# Activity A
Please rewrite the bridesmaid story from "ZOE’S EXPLANATION BEHIND" to "from her face.", swapping "mole" for "birthmark".
# Activity B
Carry the bridesmaid story forward from its final line.

*** Given text Section Begins ***

Imagine being asked to undergo a cosmetic procedure on your face to look “good” in someone’s wedding pictures.
An internet user asked, “Will I be a jerk if I didn’t get a mole removed for my friend’s wedding?”. We need to know your take on the matter.
BACKSTORY
The Original Poster’s (OP’s) (24F) friend “Zoe” (25F) is getting married, and OP is set to be a bridesmaid at her wedding, which is early next year.
“I am excited for the wedding and am doing everything I can to help her with planning and setting up,” says OP.
WHAT HAPPENED RECENTLY
Recently, Zoe asked OP out for coffee, away from the other bridesmaids, as she said she wanted to talk to her about something privately. OP agreed and asked her if something was wrong.
“She said it was nothing huge, and she just wanted to talk to me,” says OP.
HOLY MOLEY
OP met up with Zoe the other day, as she asked. It was there that she told OP that she wanted her to get the mole on her face removed before the wedding.
“I have a mole on my right cheek near my nose. It’s not huge, but it’s noticeable”, says OP.
ZOE’S EXPLANATION BEHIND HER REQUEST
Zoe explained that she wanted everyone to look good in the wedding photos and on the wedding day (which OP finds understandable), that the mole on OP’s face would be a distraction, and that OP wouldn’t look good.
WHAT HAPPENED NEXT?
Zoe also said that she would pay for the surgery out of pocket, as she could afford it, and all OP would have to do is go in and get it removed. She told Zoe that she needed time to think about it.
Zoe said she understood, but she also let OP know that it would be mandatory for her (OP) to have the procedure to be a bridesmaid. OP said that she would get back to her.
OP’S CONFLICTED OPINION
OP is conflicted on this because she has had times where she’s been insecure about her mole, and Zoe wasn’t lying when she said that it distracts from her face.
“So, if she was asking me to remove it, it may be better in the long run, and she’s paying for it,” says OP.
IS OP A JERK?

*** Given text Section Ends ***
*** Information Section Begins ***

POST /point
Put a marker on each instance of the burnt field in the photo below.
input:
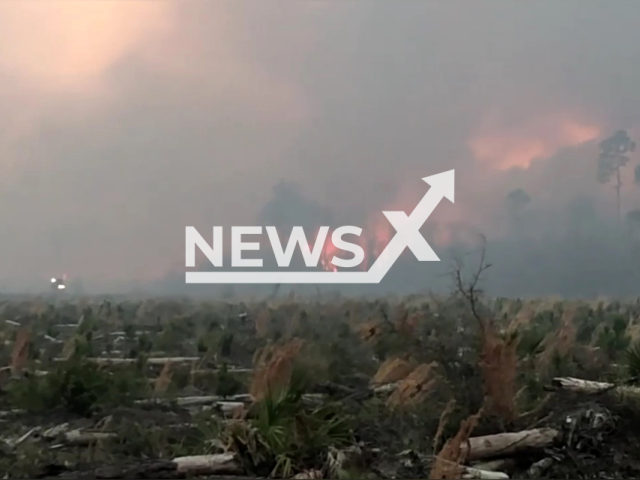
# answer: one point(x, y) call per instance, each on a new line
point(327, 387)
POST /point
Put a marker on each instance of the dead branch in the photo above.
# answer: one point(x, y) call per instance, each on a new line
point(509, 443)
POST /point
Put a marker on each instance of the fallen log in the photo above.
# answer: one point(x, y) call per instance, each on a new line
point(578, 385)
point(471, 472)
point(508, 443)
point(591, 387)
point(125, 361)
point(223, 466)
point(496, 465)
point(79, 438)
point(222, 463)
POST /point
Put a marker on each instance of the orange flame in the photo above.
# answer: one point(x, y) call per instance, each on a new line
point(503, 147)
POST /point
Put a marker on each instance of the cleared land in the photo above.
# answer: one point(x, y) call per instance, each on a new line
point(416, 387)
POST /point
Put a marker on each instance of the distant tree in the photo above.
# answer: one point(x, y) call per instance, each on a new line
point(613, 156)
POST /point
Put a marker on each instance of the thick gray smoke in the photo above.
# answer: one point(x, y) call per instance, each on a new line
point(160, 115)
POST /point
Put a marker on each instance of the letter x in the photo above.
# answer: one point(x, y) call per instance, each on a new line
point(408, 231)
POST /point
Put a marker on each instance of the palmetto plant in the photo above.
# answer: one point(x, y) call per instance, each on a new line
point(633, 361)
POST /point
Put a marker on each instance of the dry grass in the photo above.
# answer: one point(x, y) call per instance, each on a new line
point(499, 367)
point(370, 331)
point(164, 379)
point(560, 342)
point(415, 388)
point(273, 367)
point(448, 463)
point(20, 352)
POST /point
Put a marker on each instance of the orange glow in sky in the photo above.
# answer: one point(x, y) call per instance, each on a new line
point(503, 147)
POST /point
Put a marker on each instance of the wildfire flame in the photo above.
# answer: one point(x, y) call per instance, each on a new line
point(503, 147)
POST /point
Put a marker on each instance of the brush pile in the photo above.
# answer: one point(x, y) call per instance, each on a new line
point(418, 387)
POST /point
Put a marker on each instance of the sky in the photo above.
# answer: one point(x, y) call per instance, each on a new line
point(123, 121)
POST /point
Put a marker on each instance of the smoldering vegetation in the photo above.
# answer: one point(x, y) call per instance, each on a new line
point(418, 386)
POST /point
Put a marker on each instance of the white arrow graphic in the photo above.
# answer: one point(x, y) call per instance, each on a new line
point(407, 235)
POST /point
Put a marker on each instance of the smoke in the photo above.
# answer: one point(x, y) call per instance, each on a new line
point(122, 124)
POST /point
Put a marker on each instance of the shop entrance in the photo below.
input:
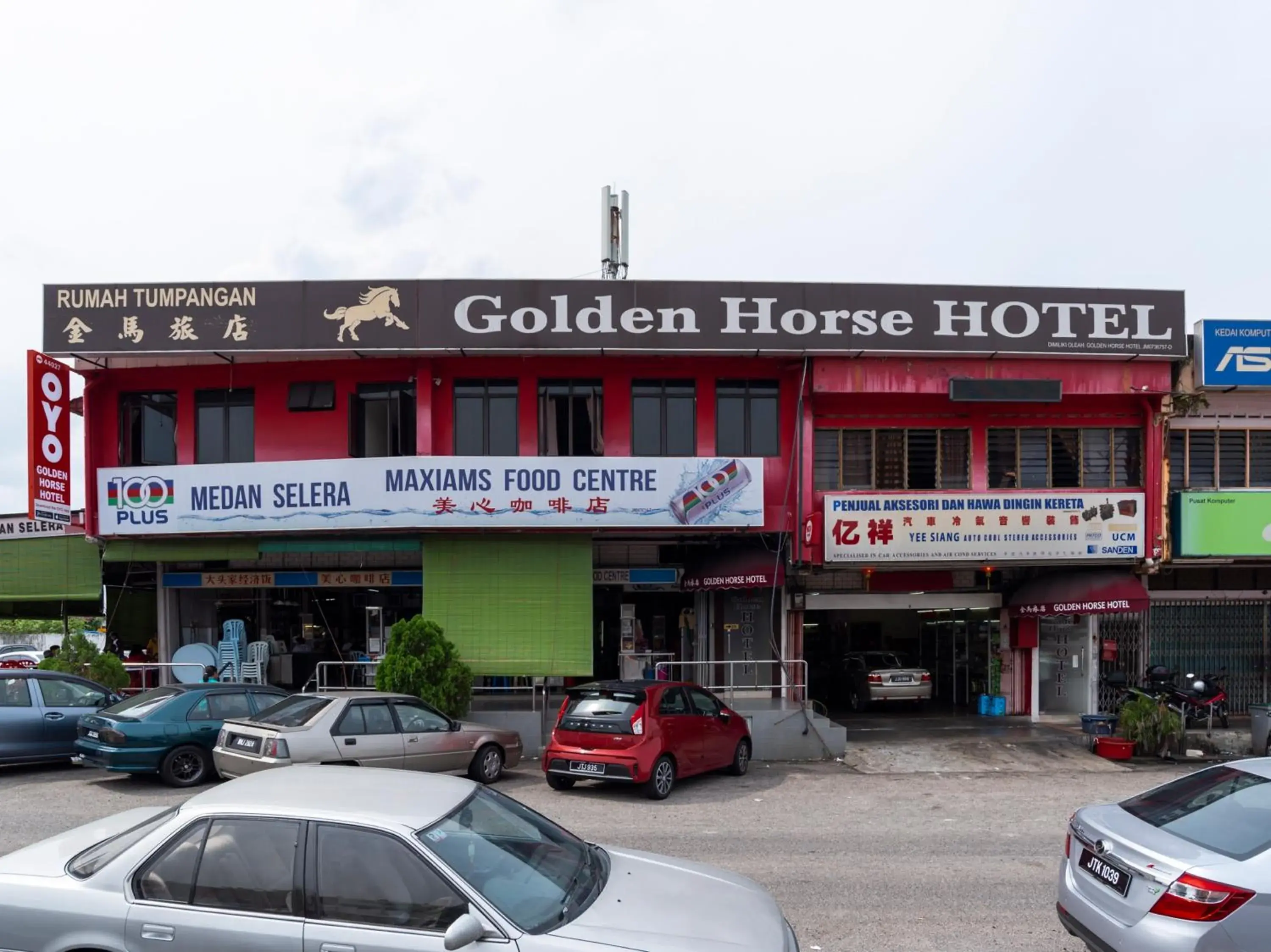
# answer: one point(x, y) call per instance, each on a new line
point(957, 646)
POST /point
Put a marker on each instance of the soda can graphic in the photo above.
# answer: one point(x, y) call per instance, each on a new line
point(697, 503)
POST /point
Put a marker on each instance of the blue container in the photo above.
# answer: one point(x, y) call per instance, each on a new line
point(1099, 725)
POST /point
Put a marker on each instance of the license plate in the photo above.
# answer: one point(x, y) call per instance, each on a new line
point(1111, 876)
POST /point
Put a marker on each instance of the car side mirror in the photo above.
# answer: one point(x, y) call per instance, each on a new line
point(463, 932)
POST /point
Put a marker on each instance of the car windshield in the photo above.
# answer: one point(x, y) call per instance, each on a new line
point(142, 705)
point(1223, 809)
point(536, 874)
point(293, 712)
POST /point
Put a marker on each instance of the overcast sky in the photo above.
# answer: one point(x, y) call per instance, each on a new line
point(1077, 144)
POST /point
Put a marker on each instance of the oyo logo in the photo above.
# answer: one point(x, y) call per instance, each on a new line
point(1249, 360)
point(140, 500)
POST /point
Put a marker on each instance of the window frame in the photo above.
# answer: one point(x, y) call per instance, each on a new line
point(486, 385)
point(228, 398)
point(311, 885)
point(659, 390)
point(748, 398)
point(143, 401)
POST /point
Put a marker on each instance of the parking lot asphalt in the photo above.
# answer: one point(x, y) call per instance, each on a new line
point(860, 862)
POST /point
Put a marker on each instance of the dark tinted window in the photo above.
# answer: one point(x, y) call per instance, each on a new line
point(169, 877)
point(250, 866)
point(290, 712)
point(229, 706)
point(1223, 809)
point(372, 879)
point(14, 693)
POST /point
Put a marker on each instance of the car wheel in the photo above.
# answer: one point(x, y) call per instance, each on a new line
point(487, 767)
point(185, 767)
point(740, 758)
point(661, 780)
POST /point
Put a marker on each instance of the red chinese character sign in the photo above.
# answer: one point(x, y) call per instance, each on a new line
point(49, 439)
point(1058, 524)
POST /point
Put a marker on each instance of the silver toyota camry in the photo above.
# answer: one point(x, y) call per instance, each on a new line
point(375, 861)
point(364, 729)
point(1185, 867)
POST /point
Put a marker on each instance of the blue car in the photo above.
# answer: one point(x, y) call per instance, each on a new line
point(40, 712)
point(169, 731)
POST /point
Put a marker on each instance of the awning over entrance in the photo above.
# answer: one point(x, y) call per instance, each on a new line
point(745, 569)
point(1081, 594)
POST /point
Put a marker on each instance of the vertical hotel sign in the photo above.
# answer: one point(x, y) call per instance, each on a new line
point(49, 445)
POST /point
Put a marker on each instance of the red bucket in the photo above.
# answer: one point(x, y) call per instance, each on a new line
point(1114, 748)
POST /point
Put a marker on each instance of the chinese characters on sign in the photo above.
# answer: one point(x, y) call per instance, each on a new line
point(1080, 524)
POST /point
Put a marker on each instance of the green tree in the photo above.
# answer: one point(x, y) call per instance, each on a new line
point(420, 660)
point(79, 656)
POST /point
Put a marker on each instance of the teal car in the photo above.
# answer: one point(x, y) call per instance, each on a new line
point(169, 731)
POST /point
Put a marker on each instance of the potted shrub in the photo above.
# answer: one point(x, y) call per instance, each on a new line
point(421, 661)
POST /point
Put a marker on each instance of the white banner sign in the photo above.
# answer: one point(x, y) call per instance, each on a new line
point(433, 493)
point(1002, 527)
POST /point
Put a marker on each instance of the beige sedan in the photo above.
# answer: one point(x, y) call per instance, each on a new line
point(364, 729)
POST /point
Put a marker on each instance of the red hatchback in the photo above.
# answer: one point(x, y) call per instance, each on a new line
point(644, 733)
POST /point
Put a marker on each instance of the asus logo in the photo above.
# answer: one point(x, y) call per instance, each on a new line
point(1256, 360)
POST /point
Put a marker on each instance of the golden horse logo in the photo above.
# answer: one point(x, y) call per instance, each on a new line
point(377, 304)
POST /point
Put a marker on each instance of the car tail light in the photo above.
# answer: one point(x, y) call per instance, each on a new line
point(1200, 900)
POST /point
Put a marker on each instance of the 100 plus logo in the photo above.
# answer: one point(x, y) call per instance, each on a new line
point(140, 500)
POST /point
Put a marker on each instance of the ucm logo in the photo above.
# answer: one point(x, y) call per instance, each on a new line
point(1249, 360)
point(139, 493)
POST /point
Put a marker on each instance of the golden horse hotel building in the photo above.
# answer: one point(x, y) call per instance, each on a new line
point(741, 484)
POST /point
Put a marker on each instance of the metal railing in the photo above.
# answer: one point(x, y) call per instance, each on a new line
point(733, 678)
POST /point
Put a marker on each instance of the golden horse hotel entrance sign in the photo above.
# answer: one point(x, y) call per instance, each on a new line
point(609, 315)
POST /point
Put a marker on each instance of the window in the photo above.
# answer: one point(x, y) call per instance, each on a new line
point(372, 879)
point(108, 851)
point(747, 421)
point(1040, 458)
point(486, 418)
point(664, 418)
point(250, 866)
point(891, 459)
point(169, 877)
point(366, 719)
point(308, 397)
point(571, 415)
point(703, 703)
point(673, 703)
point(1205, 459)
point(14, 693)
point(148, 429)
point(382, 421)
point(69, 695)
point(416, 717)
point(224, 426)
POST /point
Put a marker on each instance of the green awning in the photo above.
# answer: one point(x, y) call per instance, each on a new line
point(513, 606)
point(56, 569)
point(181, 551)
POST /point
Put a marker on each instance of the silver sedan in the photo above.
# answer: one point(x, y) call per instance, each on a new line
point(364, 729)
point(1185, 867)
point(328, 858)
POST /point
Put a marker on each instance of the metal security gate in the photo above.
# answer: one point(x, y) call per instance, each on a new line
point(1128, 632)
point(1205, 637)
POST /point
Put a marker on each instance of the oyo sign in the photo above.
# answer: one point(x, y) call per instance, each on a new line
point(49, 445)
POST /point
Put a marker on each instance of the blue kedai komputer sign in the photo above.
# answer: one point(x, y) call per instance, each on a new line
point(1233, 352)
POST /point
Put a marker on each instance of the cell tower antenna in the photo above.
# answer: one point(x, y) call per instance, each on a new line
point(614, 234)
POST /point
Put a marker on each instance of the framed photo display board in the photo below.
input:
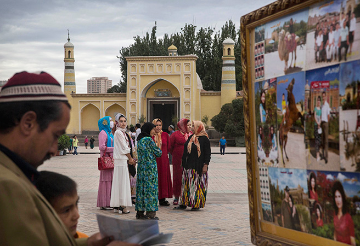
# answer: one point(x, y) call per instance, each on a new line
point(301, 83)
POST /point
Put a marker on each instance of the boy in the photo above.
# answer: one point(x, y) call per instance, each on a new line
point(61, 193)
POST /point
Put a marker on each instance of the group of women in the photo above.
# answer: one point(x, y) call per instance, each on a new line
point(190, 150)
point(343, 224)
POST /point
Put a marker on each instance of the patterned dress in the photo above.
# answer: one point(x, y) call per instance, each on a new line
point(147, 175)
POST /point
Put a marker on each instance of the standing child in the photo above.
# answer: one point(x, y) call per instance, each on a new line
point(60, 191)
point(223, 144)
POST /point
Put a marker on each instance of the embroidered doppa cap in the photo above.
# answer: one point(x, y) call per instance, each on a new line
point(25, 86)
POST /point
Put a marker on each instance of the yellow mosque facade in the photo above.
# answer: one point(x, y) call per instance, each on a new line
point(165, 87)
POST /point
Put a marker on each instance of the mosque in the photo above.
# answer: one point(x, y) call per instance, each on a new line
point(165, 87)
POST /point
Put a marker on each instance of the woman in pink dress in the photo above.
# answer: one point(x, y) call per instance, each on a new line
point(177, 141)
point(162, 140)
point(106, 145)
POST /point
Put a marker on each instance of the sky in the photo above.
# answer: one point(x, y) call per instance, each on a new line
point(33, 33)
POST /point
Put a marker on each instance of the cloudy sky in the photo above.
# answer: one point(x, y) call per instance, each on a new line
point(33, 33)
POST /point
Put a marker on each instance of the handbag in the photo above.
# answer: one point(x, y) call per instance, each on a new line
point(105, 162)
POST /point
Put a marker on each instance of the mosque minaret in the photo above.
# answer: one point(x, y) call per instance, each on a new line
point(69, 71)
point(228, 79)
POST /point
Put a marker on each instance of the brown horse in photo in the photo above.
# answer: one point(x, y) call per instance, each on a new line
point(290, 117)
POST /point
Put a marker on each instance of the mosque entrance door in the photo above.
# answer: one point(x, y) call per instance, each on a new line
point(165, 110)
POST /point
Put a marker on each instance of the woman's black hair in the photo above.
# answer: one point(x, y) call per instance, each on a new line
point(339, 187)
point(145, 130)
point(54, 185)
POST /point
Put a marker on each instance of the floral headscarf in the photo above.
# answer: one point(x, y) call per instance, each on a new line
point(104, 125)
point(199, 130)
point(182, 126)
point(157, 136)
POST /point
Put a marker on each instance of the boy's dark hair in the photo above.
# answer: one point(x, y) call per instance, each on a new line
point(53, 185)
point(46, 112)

*** Information Section Ends ***

# Exercise response A
ZOE’S EXPLANATION BEHIND HER REQUEST
Zoe explained that she wanted everyone to look good in the wedding photos and on the wedding day (which OP finds understandable), that the birthmark on OP’s face would be a distraction, and that OP wouldn’t look good.
WHAT HAPPENED NEXT?
Zoe also said that she would pay for the surgery out of pocket, as she could afford it, and all OP would have to do is go in and get it removed. She told Zoe that she needed time to think about it.
Zoe said she understood, but she also let OP know that it would be mandatory for her (OP) to have the procedure to be a bridesmaid. OP said that she would get back to her.
OP’S CONFLICTED OPINION
OP is conflicted on this because she has had times where she’s been insecure about her birthmark, and Zoe wasn’t lying when she said that it distracts from her face.

# Exercise response B
However, OP doesn’t know if she wants such a procedure done to her face, so she’s thinking about not going through with it.
“But Zoe is my friend, and more importantly, she’s the bride, and I want her to have the best day, which is why I think I may be a jerk if I didn’t go through with it. Would I be wrong if I didn’t get the mole on my face removed?” asks OP.
BRIDESMAIDS ARE NOT ACCESSORIES
“Not the jerk. Bridesmaids aren’t accessories; you don’t get to body-modify them for your aesthetic.”
DON’T DO IT FOR HER
“Not the jerk. If you want the mole removed because it matters to you, and she wants to foot the bill, go ahead (get it paid up front). However, don’t do it if you are doing it for her. It’s a ridiculous and unreasonable request.”
ZOE IS NOT A GOOD FRIEND
“Not the jerk, and Zoe is not a good friend with how she is acting. If I were you, I wouldn’t want to attend this wedding anymore.”
YOUR FRIEND IS A SELFISH JERK
“Not the jerk. Your ‘friend’ is such a selfish jerk. What kind of person asks their friend to have cosmetic surgery so they aren’t distracting people at the wedding? If I were you, I would tell Zoe to find a new bridesmaid and friend.”
IT HAS TO BE YOUR CHOICE
“You wouldn’t be the jerk, but it’s nothing to fear. It’s a simple procedure and may help your self-esteem. But it’s still your choice, whatever your friend says about it.